▶ [QUOTED PASSAGE]
┌──

Imagine having someone who knows exactly when you need a glass of wine slid across the counter without having to ask. Someone who says, “Go take a bath, I’ve got this,” and actually means it. Someone who doesn’t need an itemized explanation of which kid needs which medication at what time because they already know.
And let’s talk practical perks: sharing a wardrobe if you’re the same size (doubling your options for that parent-teacher conference), never running out of tampons because someone in the house always has a backup supply, and having an automatic plus-one for those dreaded school functions where single parents get cornered by that one overly-friendly divorced dad.
Most importantly, when one of you is having a complete meltdown over finding Goldfish crackers in the bathroom AGAIN, the other one can handle bedtime without judgment. That kind of tag-team parenting is worth its weight in gold.
What my Kids have taught me (when I was finally calm enough to listen)
My now-teenagers have grown up with multiple adults who love and support them. They have their dad, they have me, and they have my partner who stepped into their lives and chose to be there for them day after day. They don’t see this as unusual—it’s just their normal.

└──

Copy the passage about parenting with a partner word for word, starting with "And let’s talk" and going on through "enough to listen)".

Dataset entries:
┌──

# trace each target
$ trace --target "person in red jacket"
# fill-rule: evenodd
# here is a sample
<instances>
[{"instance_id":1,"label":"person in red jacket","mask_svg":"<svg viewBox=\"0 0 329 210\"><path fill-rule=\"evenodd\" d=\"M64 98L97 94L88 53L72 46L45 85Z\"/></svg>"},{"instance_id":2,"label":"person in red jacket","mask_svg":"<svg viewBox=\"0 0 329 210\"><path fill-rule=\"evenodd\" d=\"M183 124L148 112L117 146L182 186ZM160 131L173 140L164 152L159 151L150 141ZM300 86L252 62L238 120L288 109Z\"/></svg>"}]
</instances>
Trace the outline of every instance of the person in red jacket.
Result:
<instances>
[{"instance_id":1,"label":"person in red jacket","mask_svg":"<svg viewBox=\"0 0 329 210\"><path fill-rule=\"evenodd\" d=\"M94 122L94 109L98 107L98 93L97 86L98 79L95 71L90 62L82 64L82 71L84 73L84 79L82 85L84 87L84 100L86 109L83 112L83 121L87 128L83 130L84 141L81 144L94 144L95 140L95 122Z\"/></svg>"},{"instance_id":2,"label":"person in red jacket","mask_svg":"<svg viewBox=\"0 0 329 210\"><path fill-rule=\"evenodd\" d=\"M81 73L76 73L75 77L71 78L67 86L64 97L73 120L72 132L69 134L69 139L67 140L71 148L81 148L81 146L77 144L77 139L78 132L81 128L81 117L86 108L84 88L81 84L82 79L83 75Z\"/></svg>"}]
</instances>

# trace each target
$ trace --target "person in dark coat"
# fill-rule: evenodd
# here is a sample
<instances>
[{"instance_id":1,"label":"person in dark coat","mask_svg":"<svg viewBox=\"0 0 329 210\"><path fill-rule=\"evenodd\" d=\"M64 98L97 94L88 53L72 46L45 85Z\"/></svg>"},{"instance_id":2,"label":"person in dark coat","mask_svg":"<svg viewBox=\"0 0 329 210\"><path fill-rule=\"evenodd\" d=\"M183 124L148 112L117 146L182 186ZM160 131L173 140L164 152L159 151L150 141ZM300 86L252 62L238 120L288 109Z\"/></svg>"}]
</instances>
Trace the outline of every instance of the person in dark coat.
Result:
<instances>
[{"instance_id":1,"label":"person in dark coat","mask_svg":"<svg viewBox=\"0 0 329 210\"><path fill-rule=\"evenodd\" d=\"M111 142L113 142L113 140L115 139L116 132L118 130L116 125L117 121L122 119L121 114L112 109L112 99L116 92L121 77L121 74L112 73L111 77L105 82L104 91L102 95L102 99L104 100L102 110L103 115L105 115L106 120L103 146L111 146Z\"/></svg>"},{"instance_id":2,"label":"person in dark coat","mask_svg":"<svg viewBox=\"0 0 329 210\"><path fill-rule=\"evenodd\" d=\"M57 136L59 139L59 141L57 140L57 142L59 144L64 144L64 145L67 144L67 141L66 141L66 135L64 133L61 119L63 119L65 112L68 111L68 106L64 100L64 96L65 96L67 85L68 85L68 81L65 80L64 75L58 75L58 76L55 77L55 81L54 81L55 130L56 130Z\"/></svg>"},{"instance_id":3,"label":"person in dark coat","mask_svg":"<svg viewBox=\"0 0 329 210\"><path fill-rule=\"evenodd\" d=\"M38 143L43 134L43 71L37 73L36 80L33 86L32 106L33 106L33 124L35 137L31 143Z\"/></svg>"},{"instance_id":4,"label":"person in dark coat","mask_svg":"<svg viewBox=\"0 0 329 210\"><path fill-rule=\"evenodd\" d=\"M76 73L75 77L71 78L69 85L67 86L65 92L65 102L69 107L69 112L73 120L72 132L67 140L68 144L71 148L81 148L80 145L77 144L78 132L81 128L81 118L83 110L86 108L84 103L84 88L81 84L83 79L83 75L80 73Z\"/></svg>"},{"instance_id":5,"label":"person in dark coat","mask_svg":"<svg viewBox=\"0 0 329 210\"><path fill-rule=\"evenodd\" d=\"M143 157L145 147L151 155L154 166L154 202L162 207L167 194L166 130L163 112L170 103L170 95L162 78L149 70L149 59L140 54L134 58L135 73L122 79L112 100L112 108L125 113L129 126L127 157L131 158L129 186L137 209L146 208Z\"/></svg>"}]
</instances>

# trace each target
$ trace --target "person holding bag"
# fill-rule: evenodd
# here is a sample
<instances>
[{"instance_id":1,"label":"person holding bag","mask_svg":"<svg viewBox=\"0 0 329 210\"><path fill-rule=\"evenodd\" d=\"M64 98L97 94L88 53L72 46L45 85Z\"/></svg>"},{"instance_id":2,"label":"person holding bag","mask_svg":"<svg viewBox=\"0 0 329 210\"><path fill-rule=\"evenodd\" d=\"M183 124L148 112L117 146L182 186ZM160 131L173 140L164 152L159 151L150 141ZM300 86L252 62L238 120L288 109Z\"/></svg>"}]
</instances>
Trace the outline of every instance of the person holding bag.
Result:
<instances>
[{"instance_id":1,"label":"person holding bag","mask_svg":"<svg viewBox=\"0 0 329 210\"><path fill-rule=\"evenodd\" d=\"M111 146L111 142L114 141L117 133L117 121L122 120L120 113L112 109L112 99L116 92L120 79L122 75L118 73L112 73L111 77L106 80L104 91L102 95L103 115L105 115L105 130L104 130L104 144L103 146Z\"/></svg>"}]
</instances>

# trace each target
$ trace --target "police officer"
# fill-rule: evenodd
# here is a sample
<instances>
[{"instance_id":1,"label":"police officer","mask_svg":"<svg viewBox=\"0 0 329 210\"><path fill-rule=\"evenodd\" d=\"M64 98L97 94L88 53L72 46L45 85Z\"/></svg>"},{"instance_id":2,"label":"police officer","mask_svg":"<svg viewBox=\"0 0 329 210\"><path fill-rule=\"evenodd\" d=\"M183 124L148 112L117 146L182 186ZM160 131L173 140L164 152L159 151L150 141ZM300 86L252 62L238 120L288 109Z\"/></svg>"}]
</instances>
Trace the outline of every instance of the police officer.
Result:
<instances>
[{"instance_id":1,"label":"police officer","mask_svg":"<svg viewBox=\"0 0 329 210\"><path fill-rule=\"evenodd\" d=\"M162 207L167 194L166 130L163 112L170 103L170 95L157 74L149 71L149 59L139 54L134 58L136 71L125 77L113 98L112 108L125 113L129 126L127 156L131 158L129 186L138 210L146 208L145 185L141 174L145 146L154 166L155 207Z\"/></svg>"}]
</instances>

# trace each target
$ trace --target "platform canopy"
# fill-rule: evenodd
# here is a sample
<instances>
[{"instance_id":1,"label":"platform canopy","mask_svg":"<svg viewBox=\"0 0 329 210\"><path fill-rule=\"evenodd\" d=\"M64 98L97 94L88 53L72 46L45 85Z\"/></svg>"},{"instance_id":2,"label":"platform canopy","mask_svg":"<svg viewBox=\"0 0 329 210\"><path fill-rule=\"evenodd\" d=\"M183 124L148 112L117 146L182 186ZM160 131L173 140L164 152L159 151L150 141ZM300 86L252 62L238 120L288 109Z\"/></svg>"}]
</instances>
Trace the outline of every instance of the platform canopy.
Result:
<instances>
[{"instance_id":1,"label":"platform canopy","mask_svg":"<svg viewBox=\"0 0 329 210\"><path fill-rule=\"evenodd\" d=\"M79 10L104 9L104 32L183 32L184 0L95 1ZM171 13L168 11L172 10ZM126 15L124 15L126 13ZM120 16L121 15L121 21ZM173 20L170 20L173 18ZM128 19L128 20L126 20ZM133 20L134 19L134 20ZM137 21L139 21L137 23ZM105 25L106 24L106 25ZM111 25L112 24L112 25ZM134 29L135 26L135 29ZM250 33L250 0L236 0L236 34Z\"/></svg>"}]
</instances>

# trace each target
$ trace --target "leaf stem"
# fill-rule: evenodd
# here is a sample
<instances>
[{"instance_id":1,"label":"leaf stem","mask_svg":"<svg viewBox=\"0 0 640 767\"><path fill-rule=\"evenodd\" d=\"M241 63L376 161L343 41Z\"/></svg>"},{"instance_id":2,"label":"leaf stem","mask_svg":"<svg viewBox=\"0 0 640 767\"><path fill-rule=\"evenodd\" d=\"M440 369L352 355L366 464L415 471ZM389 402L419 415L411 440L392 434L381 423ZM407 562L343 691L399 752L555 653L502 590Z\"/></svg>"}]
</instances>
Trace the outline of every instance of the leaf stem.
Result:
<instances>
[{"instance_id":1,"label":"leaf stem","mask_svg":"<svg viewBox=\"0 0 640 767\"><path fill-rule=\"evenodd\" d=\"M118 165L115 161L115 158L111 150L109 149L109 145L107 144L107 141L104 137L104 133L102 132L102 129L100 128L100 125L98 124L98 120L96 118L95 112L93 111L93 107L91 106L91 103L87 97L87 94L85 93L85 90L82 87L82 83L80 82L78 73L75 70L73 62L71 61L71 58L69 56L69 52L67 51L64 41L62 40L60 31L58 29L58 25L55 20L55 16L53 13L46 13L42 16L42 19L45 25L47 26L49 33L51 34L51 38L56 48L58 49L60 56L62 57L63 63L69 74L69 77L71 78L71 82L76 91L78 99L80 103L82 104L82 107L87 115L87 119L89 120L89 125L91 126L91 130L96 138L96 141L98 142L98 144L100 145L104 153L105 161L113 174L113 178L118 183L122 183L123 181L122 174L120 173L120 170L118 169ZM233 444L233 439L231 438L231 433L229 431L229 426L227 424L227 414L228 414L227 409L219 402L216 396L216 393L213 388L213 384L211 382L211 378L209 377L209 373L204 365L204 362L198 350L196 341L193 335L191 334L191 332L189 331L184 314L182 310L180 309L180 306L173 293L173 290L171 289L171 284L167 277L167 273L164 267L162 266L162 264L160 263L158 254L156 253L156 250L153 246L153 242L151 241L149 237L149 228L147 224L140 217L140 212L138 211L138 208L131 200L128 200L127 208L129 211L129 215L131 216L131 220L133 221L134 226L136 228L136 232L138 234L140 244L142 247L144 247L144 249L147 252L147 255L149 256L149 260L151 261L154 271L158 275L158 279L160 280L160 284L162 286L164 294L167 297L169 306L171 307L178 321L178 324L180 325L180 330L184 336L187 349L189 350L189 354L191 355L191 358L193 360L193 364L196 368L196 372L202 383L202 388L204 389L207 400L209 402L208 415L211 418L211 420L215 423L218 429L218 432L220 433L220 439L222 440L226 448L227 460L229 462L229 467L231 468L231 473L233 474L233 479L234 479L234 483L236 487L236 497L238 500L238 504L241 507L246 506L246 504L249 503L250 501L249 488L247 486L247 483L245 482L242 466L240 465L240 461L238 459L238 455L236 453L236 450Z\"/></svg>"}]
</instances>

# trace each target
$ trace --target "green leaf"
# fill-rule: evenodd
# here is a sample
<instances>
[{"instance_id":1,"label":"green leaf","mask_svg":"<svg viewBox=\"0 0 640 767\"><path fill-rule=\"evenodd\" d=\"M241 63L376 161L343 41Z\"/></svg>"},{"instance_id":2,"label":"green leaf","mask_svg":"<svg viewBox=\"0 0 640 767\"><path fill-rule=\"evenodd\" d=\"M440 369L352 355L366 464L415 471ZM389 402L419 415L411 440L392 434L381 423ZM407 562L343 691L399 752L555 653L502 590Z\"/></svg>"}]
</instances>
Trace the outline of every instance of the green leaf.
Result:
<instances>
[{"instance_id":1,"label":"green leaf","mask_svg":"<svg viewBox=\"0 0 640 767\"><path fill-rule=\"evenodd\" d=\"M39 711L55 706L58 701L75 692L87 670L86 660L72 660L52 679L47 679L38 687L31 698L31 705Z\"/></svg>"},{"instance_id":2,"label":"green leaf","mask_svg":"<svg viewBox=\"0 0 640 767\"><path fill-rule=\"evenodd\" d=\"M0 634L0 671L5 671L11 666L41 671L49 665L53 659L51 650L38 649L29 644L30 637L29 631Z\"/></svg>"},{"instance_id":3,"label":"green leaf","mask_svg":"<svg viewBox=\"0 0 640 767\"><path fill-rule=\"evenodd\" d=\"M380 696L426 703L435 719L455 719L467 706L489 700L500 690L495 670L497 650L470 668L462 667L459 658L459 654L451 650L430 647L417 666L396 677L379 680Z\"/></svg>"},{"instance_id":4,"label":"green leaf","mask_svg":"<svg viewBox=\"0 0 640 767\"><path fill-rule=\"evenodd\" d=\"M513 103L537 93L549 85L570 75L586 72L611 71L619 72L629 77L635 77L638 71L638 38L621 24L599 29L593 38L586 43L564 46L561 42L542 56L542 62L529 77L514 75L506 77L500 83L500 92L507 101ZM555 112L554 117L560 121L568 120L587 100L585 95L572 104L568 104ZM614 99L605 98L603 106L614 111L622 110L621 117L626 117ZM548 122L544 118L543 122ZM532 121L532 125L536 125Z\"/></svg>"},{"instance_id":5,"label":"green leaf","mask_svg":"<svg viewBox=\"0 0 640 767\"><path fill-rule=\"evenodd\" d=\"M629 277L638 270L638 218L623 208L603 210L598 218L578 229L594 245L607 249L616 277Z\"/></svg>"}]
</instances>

└──

▶ [RESULT BELOW]
And let’s talk practical perks: sharing a wardrobe if you’re the same size (doubling your options for that parent-teacher conference), never running out of tampons because someone in the house always has a backup supply, and having an automatic plus-one for those dreaded school functions where single parents get cornered by that one overly-friendly divorced dad.
Most importantly, when one of you is having a complete meltdown over finding Goldfish crackers in the bathroom AGAIN, the other one can handle bedtime without judgment. That kind of tag-team parenting is worth its weight in gold.
What my Kids have taught me (when I was finally calm enough to listen)